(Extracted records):
################
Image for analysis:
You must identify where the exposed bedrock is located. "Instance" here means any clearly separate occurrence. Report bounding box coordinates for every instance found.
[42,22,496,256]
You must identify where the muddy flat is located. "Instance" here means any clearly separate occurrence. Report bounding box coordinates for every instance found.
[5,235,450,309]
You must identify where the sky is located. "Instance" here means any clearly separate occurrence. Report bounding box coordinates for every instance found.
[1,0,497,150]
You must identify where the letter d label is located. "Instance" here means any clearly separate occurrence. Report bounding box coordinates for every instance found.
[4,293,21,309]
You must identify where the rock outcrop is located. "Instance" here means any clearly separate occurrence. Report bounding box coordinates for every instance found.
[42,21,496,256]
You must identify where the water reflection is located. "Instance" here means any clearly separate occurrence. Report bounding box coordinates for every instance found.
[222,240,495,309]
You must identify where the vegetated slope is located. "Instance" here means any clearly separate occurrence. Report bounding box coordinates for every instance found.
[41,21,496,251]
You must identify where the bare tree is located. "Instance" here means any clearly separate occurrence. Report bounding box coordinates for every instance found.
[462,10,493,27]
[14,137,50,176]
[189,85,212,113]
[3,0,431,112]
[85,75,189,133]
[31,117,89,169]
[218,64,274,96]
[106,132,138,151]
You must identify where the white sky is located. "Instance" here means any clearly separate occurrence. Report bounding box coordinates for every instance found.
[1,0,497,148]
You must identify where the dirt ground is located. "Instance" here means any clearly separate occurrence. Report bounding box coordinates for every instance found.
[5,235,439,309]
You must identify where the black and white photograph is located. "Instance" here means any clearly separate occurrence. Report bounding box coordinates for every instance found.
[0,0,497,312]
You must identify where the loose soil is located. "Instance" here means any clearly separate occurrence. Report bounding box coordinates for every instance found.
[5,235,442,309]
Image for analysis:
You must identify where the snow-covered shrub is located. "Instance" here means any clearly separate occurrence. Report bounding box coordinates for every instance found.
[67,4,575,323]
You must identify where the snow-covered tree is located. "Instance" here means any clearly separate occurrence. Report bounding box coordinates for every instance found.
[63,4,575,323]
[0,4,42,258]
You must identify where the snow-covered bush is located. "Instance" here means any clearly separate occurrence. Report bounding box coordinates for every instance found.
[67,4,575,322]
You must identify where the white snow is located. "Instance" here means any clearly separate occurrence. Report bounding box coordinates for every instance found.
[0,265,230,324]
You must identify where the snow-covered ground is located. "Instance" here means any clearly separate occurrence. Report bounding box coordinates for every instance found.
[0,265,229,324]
################
(Goal): Rewrite all of the material with every "clearly separate occurrence" changed to "distinct occurrence", keeping everything else the same.

(Exercise output):
Image for analysis:
You must identify where the exposed bedrock is located. "Instance" here means any distinct occurrence. Report bounding box coordinates for every instance found.
[42,22,496,256]
You must identify where the muddy flat is located. "Instance" here means any distinct occurrence. Report bounding box coordinates for every instance found.
[5,235,450,309]
You must identify where the sky is located. "Instance" here means any distinct occurrence. Report bounding box coordinates for every instance found.
[1,0,497,150]
You must identify where the letter d label is located. "Instance" here means any distinct occurrence. Report bounding box coordinates for every instance found.
[4,293,21,309]
You must identify where the rock outcrop is located. "Instance" here means any distinct occurrence. Report bounding box coordinates for every instance found.
[42,21,496,256]
You must identify where the water reflection is located. "Instance" here means any distinct occurrence. Report bounding box coordinates for every instance found.
[222,240,495,309]
You must identify where the vegetated slope is located. "Instance" here means any distinct occurrence. Report bounding box coordinates for every instance found.
[41,21,496,251]
You must identify where the bare tree is located. "Instance" here means any distinct occurrence. Report bounding box coordinates for every instance found.
[462,10,493,27]
[14,137,50,176]
[189,85,212,113]
[3,0,431,112]
[85,75,189,133]
[31,117,89,169]
[218,64,274,96]
[106,132,138,151]
You must identify where the white sky is located. "Instance" here means any distinct occurrence. Report bounding box coordinates for every instance found.
[1,0,497,148]
You must identify where the dirt ground is located. "Instance" here means any distinct occurrence. Report bounding box coordinates for every instance found.
[5,235,439,309]
You must identify where the black and white photograph is located. "Instance" here means any distinct occurrence. Report bounding box coordinates for every instance found.
[0,0,497,312]
You must identify where the loose soil is located. "Instance" here means any distinct occurrence. Report bounding box coordinates for every instance found.
[5,235,442,309]
Image for analysis:
You must identify where the snow-covered shrub is located. "Instance" here means any distinct occurrence. Report bounding box coordinates for every instance found.
[67,4,575,323]
You must identify where the snow-covered tree is located. "Instance" here means any distinct occurrence. Report bounding box coordinates for every instance found.
[63,4,575,323]
[0,4,42,258]
You must identify where the snow-covered bush is located. "Instance" here means any distinct occurrence. Report bounding box coordinates for every instance found.
[67,4,575,322]
You must identify where the white snow is located. "Instance" here means any distinct occurrence. Report bounding box coordinates for every instance found.
[0,265,230,324]
You must identify where the snow-covered ground is located. "Instance" here means any distinct occurrence. Report bounding box coordinates for every instance found.
[0,265,229,324]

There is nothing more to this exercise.